Stored records
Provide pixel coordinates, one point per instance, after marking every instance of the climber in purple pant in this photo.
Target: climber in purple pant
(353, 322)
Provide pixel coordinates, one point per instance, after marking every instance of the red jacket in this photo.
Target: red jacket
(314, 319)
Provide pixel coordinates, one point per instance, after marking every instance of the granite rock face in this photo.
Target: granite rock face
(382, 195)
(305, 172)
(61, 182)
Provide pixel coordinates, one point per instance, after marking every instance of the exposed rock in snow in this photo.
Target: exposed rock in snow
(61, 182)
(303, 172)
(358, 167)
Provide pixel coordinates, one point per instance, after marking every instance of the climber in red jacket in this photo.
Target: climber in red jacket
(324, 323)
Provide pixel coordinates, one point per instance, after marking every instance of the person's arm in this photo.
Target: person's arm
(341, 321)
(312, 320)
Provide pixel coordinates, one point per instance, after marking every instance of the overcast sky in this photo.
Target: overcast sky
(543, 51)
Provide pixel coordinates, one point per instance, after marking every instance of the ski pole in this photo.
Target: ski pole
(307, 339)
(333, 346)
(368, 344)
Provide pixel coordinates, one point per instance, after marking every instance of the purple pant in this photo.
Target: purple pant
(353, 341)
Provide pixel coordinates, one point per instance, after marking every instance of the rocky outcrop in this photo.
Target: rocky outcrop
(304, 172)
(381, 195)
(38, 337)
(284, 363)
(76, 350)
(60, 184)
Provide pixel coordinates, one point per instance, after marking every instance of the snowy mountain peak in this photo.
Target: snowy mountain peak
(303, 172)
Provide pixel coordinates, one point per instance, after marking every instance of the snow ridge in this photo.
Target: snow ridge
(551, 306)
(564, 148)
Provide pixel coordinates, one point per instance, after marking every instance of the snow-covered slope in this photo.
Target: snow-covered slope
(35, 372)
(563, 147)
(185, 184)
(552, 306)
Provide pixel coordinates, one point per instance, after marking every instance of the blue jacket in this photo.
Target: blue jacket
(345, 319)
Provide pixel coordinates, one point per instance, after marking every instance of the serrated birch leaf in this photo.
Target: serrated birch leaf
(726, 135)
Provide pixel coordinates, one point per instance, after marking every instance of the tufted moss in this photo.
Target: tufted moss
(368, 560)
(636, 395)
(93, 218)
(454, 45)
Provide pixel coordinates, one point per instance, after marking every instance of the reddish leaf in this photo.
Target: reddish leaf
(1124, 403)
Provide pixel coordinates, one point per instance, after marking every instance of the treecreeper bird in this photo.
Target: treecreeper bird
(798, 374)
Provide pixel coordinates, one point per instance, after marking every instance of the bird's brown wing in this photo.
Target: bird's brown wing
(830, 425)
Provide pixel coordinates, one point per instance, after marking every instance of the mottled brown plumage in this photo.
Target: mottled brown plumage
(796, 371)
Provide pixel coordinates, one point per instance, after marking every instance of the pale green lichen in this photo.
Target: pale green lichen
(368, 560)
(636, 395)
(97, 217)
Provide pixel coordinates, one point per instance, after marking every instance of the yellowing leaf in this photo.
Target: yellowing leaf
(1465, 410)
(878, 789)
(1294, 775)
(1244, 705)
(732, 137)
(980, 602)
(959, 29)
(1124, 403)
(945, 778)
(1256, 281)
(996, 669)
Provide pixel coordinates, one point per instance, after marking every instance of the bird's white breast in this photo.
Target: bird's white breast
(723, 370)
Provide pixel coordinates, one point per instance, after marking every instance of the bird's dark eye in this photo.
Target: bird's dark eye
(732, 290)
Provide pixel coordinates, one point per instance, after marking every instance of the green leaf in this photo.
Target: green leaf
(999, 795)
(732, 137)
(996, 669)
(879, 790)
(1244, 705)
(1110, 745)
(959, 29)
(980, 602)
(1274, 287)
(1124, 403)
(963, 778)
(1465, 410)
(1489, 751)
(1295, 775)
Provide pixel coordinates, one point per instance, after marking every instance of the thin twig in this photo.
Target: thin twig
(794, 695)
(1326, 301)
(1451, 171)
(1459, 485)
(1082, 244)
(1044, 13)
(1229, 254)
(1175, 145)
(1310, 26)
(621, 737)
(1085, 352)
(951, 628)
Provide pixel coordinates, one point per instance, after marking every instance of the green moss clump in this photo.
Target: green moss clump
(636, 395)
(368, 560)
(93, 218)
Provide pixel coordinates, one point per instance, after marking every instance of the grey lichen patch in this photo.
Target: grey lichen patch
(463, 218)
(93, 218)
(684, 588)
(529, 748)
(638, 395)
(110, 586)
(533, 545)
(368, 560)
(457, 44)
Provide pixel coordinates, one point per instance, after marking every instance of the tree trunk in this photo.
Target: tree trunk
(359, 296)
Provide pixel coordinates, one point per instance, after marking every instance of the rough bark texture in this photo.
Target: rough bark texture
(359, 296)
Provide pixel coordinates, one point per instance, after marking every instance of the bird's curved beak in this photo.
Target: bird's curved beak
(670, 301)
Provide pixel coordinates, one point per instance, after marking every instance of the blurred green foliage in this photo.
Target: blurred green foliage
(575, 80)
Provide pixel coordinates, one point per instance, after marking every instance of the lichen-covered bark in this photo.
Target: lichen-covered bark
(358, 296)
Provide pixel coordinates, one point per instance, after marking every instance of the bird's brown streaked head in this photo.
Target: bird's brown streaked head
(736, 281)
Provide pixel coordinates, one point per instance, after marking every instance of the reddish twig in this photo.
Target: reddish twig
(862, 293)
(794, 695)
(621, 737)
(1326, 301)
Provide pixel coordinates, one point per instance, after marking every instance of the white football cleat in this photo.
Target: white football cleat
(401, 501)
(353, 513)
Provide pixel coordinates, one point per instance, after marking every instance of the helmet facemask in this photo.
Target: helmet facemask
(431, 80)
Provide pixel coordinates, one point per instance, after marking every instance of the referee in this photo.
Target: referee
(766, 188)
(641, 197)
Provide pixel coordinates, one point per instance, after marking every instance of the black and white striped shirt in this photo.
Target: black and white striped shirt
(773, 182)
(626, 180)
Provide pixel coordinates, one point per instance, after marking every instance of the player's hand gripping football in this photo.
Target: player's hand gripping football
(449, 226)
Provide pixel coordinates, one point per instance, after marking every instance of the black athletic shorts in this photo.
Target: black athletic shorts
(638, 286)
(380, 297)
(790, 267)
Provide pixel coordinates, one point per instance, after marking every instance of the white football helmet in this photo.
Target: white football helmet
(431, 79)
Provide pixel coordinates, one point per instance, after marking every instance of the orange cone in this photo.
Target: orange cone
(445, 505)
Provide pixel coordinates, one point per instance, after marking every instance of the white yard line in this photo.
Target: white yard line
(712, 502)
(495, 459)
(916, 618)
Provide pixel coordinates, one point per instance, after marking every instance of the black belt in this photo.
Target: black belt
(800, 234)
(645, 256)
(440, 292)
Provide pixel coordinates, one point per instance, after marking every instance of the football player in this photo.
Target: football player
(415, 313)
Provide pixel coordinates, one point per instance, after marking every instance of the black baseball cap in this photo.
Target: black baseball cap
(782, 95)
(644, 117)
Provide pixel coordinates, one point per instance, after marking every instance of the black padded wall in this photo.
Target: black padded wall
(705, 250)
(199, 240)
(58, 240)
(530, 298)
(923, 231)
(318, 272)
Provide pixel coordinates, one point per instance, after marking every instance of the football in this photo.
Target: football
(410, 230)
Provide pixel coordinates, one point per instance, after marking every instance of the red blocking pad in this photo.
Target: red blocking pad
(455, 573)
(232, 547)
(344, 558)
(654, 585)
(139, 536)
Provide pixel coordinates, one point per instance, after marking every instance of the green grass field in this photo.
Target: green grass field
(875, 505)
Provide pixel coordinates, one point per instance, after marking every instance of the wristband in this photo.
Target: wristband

## Brief
Reproduce every line of the material above exactly.

## Response
Provide pixel coordinates, one point per instance, after marking every instance of the climber in purple pant in this photo.
Target: climber in purple pant
(353, 322)
Provide pixel coordinates, one point per instance, after marking every instance of the red jacket in this photo.
Target: red jacket
(314, 319)
Provide pixel coordinates, one point per instance, after marking every instance of the granite rock face in this photo.
Target: granite rock face
(382, 195)
(305, 172)
(61, 182)
Provide pixel coordinates, one point per instance, after marking every instance of the exposed rock in snow in this photo.
Target: exposed rock in snow
(61, 182)
(303, 172)
(358, 167)
Provide pixel coordinates, one point per instance, after marking every instance of the climber in red jacket in this photo.
Target: climber in red jacket
(324, 323)
Provide pixel coordinates, one point per instance, after marking every instance of the person's arm in this photo.
Target: person's arm
(341, 321)
(312, 320)
Provide pixel coordinates, one point per instance, after marking every instance of the overcast sky in this photo.
Target: overcast sky
(543, 51)
Provide pixel coordinates, one point per instance, after marking every instance of the ski pole in this photo.
Target: ski pole
(307, 339)
(333, 346)
(368, 344)
Provide pixel coordinates, one point per instance, after marking every instance of the purple pant in this photo.
Target: purple pant
(353, 341)
Provide pixel coordinates, one point per instance, after marking every instance of the rocky outcrop in this photo.
Target: rocky outcrop
(304, 172)
(381, 195)
(38, 337)
(284, 363)
(76, 350)
(60, 184)
Provide pixel coordinates, one point per instance, after marking every instance of the snowy mountain peak in this photo.
Target: snowy mountain peak
(303, 172)
Provide pixel coordinates, one point per instance, after marking every instance of the snow ridge in this photo.
Target: snow ridge
(551, 306)
(564, 148)
Provide pixel coordinates, one point per instance, after marking every instance of the snow-covered slope in this photo.
Target: snow-covered slope
(35, 372)
(563, 147)
(185, 184)
(552, 306)
Provide pixel coordinates, one point per instance, after marking every instance of the blue jacket in this photo.
Target: blue jacket
(345, 319)
Provide pixel coordinates, one point per instance, after marking every instance of the serrated birch leaf in this photo.
Target: serrated birch leaf
(726, 135)
Provide pixel coordinates, one point per instance, after marking every instance of the tufted moss in this photo.
Target: tufted moss
(368, 560)
(636, 395)
(93, 218)
(454, 45)
Provide pixel coordinates, one point per instance, after marking every instance of the reddish leaf in this photo.
Target: reddish leaf
(1124, 403)
Provide pixel coordinates, one point per instance, after marking every instance of the treecreeper bird in this photo.
Target: treecreeper bird
(798, 374)
Provide pixel coordinates, one point per instance, after marking every instance of the bird's brown wing in this photo.
Target: bird's brown wing
(830, 425)
Provide pixel coordinates, one point per instance, after marking every instance of the mottled brown plumage in this photo.
Target: mottled brown plumage
(796, 371)
Provide pixel coordinates, one point per instance, after marking every instance of the pale green lichen in this photo.
Target: pale green lichen
(368, 560)
(636, 395)
(97, 217)
Provide pixel coordinates, one point per instance, after marking every instance of the yellowing leaf in this photo.
Target: yellowing leaf
(1465, 410)
(878, 789)
(1294, 775)
(1244, 705)
(732, 137)
(980, 602)
(959, 29)
(1124, 403)
(945, 778)
(1256, 281)
(996, 669)
Provide pixel coordinates, one point per instance, after marking every instance of the bird's white breast in this photo.
Target: bird's white breast
(723, 370)
Provide pixel coordinates, one point per instance, after marking every instance of the bird's dark eye in this photo.
Target: bird's dark eye
(732, 290)
Provide pixel coordinates, one point per instance, after marking every instance of the green leaf in this photo.
Target: green leaf
(999, 795)
(732, 137)
(996, 669)
(879, 790)
(1244, 705)
(1110, 745)
(959, 29)
(980, 602)
(1274, 287)
(1124, 403)
(963, 778)
(1465, 410)
(1489, 751)
(1295, 775)
Provide pixel coordinates, one point per instance, after marking every instance of the thin twig in this photo.
Target: thin twig
(794, 695)
(1326, 301)
(1451, 171)
(1459, 485)
(1082, 244)
(1044, 13)
(1229, 254)
(1175, 145)
(1310, 26)
(621, 737)
(1085, 352)
(951, 628)
Provide pixel coordinates, one point per instance, after marking every instance of the green moss clump in this photo.
Target: green moss clump
(636, 395)
(368, 560)
(93, 218)
Provide pixel coordinates, one point per instance, after marking every instance of the grey lichen patch in this photo.
Target: grey lichen patch
(463, 218)
(93, 218)
(684, 588)
(529, 748)
(638, 395)
(110, 586)
(533, 545)
(368, 560)
(457, 44)
Provide pixel coordinates, one point per instance, after marking every instance of the tree trunk in this photo.
Target: tree trunk
(359, 296)
Provide pixel coordinates, one point per instance, after marking every instance of the rough bark texture in this photo.
Target: rough bark texture
(359, 296)
Provide pixel coordinates, one point per instance, after marking every instance of the bird's curved beak in this photo.
Target: bird's curved beak
(670, 301)
Provide pixel coordinates, one point per instance, after marking every instance of the blurred green foliage in this photo.
Target: blurred green foliage
(575, 80)
Provide pixel coordinates, one point per instance, after marking every instance of the lichen-covered bark in this photo.
Target: lichen-covered bark
(358, 296)
Provide pixel coordinates, one point per instance, after marking every instance of the bird's brown streaked head in this photo.
Target: bird's brown streaked head
(736, 281)
Provide pixel coordinates, one point per instance, after marking every instance of the reddish twig in this photo.
Target: reddish twig
(862, 293)
(794, 695)
(621, 737)
(1326, 301)
Provide pixel coordinates, one point per instance, after marking every instance of the white football cleat in this photo.
Target: white football cleat
(401, 501)
(353, 513)
Provide pixel coordinates, one point per instance, after marking every instance of the helmet facemask in this photo.
Target: helmet facemask
(431, 80)
Provide pixel coordinates, one point per instance, after marking every instance of the referee in this photo.
Target: referee
(766, 188)
(641, 197)
Provide pixel coordinates, one point per instance, after marking every instance of the black and white striped shirt in this photo.
Target: black and white striped shirt
(773, 182)
(626, 180)
Provide pixel coordinates, one point per instance, after marking every instance of the player's hand gripping football in this photo.
Target: player's hand gripping football
(449, 226)
Provide pixel coordinates, one point per instance, after marking every instance of the black athletic shorts in this photo.
Target: black athletic shorts
(638, 286)
(380, 297)
(790, 267)
Provide pixel coordinates, one point per instance, after marking every instance of the white football helmet in this photo.
Target: white football helmet
(431, 79)
Provide pixel coordinates, one point per instance, after marking every instance of the orange cone in this photo.
Target: orange cone
(445, 505)
Provide pixel coordinates, one point per instance, after marking every instance of the white yard line in this photo.
Target: white yard line
(712, 502)
(495, 459)
(916, 618)
Provide pixel coordinates, one point per instance, after marking every instance of the black belt in this photo.
Target: black belt
(800, 234)
(645, 256)
(440, 292)
Provide pixel coordinates, one point per instance, after marking every instance of the football player in this photo.
Target: football player
(415, 313)
Provide pixel coordinates, one point per instance, after marking every instance of the black baseball cap in this photo.
Target: black baseball cap
(782, 95)
(644, 117)
Provide pixel coordinates, one point per instance, after marking every instance of the black padded wall in this photo.
Target: black padded wall
(705, 250)
(199, 240)
(58, 240)
(530, 298)
(923, 231)
(318, 272)
Provide pixel coordinates, one point per instance, after marking every instance of the football in this photo.
Target: football
(410, 230)
Provide pixel coordinates, one point per instance, after marking every instance of the red blocking pad in this photo.
Target: red blocking pad
(455, 573)
(232, 547)
(344, 558)
(654, 585)
(139, 536)
Provide pixel coordinates, one point per instance, after marking every instance of the green grass field in this photo.
Target: green grass field
(875, 505)
Provide pixel coordinates, one point per instance, after marking every instance of the wristband in this photo.
Target: wristband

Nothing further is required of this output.